* **Provided passage**:
With the death of Ghawar will undoubtedly come the deaths of humans. Many humans, it would seem, the result of probably unavoidable wars for the last remaining oil to the much-predicted pandemics and mass starvation. Estimates on the sustainable limit to humans on this planet have ranged from an utterly dismal 1/70th of the current population (about 100 million) to an almost cheerful (by comparison) two billion. Keep in mind there's six billion of us here right now, so some of you will have to leave. You'll stay for the funeral, though, won't you? I mean, after all, Ghawar is dying.
I don't expect to be told. Politics and the global economy being what they are these days, I really can't picture anyone standing up in front of a row of television cameras and announcing to the world that the largest field of crude oil known to man is, in fact, drying up. What's Arabic for, "Ghawar is dying"? It doesn't matter. It's a phrase we'll never need to know--or hear. If it is the biggest, it will also be the last. By the time Ghawar begins to die--and by the time we hear about it--hundreds of other oil fields all over the world will also be dead and gone. Ghawar will still be pumping crude oil at an impressive rate as the industrial world of man comes to a creaking, painful halt. That's the irony of it, you see: by the time the Ghawar starts to run dry, we will have either found another way to get things done or simply stopped doing them. There's a very good chance that the last of the oil in the Ghawar will remain in the ground, untouched and unneeded, forever.

* **Supplied entries**:
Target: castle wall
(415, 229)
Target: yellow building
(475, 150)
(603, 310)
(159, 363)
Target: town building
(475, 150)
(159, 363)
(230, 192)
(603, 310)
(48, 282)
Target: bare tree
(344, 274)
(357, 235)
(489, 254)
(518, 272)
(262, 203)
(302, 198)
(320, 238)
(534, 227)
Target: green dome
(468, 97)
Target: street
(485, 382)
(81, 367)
==
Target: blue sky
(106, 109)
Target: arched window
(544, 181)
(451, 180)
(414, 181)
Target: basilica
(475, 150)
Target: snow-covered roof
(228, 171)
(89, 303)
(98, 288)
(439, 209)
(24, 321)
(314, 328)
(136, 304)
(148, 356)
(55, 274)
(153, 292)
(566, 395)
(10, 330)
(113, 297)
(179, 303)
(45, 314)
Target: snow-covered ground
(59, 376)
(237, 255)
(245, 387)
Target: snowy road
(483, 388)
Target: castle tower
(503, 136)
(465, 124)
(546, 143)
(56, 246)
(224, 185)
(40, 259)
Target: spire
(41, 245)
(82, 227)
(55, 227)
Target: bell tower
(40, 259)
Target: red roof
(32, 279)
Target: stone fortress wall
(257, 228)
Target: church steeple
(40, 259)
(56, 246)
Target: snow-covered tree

* **Problem 1**:
Decide whether each statement agrees with the text about Ghawar. Answer yes or no for each, and quote the deciding words of the text.
(a) The lowest estimate of the planet's sustainable human population is about 100 million.
(b) The writer expects a public announcement that Ghawar is drying up.
(c) Ghawar will run dry before most other oil fields are gone.
* **Problem 2**: According to the text about Ghawar, how many people are on the planet right now?
* **Problem 3**: Continue the text about Ghawar, starting after its last sentence.
The records were taken from a different source than the text.

* **Answer box 1**:
(a) Yes: "an utterly dismal 1/70th of the current population (about 100 million)"
(b) No: "I don't expect to be told."
(c) No: "By the time Ghawar begins to die--and by the time we hear about it--hundreds of other oil fields all over the world will also be dead and gone."

* **Answer box 2**: Six billion.

* **Answer box 3**:
So is the Ghawar dying? Does it matter? There may come a time when all the SUVs in Los Angeles will roll to a tank-dry halt. After the riots and the wars, after the yelling and screaming and dying, what's left of humanity (if we have any humanity left) will stand up, dust itself off and get on with Life. The Ghawar, virtually unknown today, will be all but forgotten by then. The troubles of Saudi Arabia and the Middle East will cease to be a common feature of the nightly news, as they would no longer have anything to offer the West--nothing left to fight over. Just footnotes in a history book.
Cries and Whispers
Maybe what's called for here, as Blutto Blutowski so eloquently put it, is a stupid and futile gesture that could serve as a mind-bite for the masses--some bit of mysterious innuedno that could spread like backfence gossip or a clever teaser ad. Tell people the world is running out of oil and they glaze like a donut. We know the direct approach doesn't work. We have to be subtle. Devious. Underhanded. But without any actual outright lying. (The truth is, after all, so much more annoying!) So how about bumper stickers? Everybody reads them when they're stuck in traffic or stopped at a light. You do. I do. And if you read it on a bumper sticker, it must be true, right? All we need now is a whole pile of "Ghawar is Dying" bumper stickers. It need not say any more than that. The truth is always mysterious and seldom obvious. Let 'em figure it out for themselves. Of course, the ultimate irony would be to see that bumper sticker on a big SUV--the very thing that's draining the Ghawar to death. That's right up there with "Honk if you hate noise pollution"! HA!
Ghawar is dying. If you whisper it quietly, maybe people will listen. If not, the approaching silence will get their attention soon enough.